■ Exercise data

+++

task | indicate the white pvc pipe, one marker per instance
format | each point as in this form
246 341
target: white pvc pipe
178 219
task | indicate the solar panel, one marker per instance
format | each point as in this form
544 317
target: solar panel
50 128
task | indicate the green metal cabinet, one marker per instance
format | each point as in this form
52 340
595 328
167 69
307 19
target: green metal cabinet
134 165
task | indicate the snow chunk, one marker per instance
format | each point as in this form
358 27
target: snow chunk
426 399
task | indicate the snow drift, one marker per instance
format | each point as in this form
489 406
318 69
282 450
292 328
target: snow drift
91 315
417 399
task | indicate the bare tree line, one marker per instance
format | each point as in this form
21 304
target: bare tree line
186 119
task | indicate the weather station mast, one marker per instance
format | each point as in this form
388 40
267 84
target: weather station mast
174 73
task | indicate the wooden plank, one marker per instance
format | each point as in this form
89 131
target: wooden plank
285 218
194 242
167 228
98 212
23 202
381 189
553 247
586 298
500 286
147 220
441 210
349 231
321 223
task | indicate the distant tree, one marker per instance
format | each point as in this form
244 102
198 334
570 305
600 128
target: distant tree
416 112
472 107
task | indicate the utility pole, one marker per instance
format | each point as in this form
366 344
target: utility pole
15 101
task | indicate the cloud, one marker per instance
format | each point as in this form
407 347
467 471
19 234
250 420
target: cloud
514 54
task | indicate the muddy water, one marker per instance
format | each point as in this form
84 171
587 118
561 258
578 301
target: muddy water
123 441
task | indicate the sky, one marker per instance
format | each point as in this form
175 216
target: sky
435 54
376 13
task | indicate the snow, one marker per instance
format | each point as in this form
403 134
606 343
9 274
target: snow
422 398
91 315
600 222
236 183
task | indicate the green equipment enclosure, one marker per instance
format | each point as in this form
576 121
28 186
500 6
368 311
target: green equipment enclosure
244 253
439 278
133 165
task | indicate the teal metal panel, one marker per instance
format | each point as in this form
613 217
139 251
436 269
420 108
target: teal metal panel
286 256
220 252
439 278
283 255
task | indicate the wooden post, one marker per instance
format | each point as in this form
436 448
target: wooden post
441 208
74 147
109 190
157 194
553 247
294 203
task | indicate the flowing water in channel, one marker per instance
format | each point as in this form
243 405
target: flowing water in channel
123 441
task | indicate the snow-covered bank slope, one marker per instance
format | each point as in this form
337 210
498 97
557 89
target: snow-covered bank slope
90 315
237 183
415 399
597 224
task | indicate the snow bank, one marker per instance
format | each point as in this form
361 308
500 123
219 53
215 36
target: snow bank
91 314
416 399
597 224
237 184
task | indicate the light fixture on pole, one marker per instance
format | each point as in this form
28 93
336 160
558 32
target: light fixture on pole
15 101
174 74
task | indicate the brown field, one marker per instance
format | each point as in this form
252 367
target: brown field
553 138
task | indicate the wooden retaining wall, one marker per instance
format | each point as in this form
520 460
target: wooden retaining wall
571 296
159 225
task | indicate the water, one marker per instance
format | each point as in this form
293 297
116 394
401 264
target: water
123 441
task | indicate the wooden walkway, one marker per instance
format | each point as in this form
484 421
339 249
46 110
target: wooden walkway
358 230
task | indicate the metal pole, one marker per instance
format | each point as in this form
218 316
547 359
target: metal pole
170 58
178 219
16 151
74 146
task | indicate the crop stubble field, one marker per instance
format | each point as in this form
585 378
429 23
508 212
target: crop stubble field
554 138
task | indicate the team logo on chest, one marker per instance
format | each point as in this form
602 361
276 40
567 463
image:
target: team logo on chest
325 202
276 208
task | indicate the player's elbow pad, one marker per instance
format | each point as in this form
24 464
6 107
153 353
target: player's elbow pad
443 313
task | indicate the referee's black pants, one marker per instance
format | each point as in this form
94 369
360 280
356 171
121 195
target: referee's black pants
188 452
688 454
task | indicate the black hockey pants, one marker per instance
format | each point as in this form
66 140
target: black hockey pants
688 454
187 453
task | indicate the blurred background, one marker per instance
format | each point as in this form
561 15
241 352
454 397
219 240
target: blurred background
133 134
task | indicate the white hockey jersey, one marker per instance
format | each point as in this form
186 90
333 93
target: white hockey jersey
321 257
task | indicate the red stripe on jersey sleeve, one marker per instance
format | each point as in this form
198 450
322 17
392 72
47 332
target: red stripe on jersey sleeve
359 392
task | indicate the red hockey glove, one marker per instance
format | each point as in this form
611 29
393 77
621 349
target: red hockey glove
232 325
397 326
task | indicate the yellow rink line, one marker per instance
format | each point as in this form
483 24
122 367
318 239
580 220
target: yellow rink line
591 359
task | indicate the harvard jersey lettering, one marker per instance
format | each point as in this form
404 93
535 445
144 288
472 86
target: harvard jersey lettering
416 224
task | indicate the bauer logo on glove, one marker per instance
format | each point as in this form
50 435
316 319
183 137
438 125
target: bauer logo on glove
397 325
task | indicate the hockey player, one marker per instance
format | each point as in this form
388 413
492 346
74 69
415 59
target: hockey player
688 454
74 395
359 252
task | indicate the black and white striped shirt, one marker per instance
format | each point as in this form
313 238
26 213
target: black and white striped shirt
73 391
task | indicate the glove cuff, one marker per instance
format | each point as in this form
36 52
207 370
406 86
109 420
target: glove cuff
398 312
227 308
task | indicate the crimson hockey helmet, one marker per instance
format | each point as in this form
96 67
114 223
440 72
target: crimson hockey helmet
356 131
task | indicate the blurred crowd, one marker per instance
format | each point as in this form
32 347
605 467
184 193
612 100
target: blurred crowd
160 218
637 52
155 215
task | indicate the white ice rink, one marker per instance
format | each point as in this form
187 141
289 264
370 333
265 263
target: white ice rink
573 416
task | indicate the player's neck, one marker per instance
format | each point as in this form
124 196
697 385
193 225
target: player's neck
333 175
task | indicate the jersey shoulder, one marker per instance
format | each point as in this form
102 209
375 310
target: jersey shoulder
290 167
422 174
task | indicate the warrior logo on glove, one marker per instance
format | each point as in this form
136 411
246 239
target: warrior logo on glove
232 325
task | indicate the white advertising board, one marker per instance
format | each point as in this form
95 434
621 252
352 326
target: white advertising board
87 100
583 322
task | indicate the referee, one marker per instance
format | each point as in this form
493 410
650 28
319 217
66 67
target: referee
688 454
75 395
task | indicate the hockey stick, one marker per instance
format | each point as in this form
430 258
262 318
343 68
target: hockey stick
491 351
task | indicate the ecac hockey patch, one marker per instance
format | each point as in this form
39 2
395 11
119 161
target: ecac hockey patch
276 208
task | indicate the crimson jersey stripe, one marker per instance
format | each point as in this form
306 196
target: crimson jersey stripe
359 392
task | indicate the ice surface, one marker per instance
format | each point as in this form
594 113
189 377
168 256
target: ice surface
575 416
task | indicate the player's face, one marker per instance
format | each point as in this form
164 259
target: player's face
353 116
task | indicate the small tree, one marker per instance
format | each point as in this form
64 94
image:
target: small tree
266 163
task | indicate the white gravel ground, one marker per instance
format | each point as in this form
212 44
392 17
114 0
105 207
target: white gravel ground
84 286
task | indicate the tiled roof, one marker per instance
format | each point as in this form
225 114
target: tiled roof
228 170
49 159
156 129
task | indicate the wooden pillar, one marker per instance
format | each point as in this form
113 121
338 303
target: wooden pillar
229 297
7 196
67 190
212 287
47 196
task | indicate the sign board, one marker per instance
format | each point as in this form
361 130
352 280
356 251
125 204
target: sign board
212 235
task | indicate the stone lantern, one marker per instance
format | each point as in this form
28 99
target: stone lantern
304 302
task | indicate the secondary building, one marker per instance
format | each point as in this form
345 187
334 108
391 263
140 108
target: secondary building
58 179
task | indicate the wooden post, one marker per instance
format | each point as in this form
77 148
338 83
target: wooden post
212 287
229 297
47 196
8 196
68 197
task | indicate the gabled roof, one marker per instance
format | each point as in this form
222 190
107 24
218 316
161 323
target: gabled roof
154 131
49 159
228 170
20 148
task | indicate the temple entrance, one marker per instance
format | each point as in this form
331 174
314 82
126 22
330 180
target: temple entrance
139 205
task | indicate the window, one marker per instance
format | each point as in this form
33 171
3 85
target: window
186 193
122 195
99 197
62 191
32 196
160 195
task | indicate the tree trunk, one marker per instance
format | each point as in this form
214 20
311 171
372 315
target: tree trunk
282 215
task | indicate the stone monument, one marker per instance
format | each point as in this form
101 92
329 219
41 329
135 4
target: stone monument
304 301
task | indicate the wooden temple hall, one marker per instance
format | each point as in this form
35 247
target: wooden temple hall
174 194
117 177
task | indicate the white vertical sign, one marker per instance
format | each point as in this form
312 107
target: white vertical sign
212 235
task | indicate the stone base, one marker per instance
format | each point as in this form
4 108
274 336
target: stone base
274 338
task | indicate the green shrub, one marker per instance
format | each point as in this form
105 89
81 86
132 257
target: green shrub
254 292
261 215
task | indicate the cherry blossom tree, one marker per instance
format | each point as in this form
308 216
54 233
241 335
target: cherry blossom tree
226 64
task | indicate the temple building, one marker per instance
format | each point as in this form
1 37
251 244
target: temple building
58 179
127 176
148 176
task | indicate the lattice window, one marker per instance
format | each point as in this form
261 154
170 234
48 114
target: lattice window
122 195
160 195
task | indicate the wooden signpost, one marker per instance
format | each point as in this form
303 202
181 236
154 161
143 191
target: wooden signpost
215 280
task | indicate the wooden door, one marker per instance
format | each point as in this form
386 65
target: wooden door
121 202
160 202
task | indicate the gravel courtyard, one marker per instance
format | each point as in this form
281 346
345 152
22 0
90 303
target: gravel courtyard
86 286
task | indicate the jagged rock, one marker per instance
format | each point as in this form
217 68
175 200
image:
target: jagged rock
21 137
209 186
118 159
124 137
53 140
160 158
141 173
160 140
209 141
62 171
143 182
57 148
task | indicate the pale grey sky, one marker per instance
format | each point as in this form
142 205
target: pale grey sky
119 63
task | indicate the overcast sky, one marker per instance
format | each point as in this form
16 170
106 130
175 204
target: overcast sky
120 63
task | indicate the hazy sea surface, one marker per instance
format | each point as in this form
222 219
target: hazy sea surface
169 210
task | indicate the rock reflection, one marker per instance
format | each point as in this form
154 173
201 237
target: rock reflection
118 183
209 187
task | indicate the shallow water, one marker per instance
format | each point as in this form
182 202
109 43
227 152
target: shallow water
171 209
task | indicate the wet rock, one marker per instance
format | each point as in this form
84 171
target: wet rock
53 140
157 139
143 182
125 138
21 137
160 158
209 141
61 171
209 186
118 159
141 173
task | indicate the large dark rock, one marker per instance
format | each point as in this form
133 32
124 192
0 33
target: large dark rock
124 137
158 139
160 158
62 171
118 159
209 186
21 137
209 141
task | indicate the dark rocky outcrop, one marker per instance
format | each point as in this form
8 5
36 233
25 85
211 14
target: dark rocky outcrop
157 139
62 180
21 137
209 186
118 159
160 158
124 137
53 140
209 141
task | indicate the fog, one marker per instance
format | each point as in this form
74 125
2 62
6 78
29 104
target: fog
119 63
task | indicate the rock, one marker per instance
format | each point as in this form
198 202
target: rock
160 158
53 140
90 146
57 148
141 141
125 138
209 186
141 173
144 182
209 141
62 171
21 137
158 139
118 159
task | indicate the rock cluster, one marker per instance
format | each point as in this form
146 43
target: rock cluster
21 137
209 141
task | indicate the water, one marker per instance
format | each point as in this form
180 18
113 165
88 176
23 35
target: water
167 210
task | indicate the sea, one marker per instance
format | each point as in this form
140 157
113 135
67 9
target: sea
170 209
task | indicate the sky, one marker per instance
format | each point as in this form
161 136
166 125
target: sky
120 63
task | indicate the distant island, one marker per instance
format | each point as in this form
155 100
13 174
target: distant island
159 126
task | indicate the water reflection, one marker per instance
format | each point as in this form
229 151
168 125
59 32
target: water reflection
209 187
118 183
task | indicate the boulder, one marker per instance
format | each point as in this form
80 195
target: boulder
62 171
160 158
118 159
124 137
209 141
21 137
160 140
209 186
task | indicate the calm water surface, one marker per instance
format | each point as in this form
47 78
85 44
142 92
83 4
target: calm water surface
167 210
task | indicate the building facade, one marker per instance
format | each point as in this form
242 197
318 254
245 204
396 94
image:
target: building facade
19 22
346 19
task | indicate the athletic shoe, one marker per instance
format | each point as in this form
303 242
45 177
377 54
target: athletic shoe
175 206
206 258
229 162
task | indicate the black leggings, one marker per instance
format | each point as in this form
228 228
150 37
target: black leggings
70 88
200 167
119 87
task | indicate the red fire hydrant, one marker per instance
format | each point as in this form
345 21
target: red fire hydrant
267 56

+++

■ Exercise requirements
Nothing should appear in the answer except the lines from the one containing "target: calm water surface" to the end of the data above, reproduced exactly.

■ Reply
target: calm water surface
167 210
task | indicate the building facade, one marker per instance
format | each point as in this form
242 197
318 254
245 204
396 94
image:
target: building facade
19 22
346 19
task | indicate the athletic shoe, one marker per instance
format | each point as in this form
303 242
45 177
377 54
target: athletic shoe
175 206
206 258
229 162
task | indicate the black leggings, one marker per instance
format | each point as in this form
228 228
150 37
target: black leggings
70 88
200 167
119 87
task | indicate the red fire hydrant, one marker per instance
format | each point as in this form
345 21
target: red fire hydrant
267 56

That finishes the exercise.